» **Data lines**:
[BEGIN]

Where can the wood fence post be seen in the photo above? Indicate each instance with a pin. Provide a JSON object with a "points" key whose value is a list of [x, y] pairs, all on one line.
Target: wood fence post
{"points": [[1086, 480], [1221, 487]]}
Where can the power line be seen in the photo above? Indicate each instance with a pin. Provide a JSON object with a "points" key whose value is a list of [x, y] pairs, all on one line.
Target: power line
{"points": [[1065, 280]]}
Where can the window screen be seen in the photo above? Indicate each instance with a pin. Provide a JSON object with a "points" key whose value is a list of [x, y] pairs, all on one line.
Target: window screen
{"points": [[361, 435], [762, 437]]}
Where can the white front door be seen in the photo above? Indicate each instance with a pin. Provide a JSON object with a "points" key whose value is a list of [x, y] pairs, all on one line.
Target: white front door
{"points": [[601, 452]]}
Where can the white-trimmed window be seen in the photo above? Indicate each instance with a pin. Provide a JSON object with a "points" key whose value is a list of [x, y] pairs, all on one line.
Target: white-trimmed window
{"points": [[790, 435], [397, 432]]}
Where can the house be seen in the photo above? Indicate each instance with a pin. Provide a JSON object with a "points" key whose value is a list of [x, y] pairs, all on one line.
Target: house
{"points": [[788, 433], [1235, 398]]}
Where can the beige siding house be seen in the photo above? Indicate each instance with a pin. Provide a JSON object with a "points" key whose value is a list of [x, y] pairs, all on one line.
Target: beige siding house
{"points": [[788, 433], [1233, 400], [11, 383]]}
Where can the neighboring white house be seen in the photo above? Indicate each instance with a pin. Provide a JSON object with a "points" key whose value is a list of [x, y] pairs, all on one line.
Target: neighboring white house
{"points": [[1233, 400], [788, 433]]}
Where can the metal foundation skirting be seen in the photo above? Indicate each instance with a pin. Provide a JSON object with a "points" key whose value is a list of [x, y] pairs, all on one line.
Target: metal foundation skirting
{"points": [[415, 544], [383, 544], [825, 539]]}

[END]

» **Set task**: Copy the lines verbatim, beginning with the line that contains "Where can the white front" and ending with the last line.

» **Output for this exercise**:
Where can the white front door be seen in the photo above? Indicate each instance with a pin. Provide a JSON object with a "points" key whose value is a list of [x, y] pairs, all on one line.
Target: white front door
{"points": [[601, 452]]}
Where can the white-trimmed window be seen in the photo above? Indicate each instance with a pin. Provide a JSON object with a "points" key whose value is a list of [x, y] pairs, all on one line.
Target: white-trimmed window
{"points": [[790, 435], [397, 432]]}
Where can the house be seen in the photo above? Indicate each instance with a pin. Provide a JSON object with a "points" key whose value is a list of [x, y] pairs, all on one line.
Target: house
{"points": [[788, 433], [1235, 398]]}
Where can the beige siding house be seen in the photo above? Indicate each instance with a pin. Provide a JSON object with a "points" key whose value is a list of [x, y] pairs, all on one line.
Target: beige siding house
{"points": [[788, 433], [1233, 400], [11, 383]]}
Where can the neighboring white house be seen in the photo above? Indicate each instance with a pin. Provide a JSON object with a "points" key whose value is a list of [x, y] pairs, all on one line.
Target: neighboring white house
{"points": [[1233, 400], [788, 433]]}
Where can the metal foundation skirting be seen in the photo above? Indicate each instance with a pin. Provide a JSON object with a "points" key whose value is a list of [x, y] pairs, all on one line.
Target: metal foundation skirting
{"points": [[415, 544], [383, 544], [825, 539]]}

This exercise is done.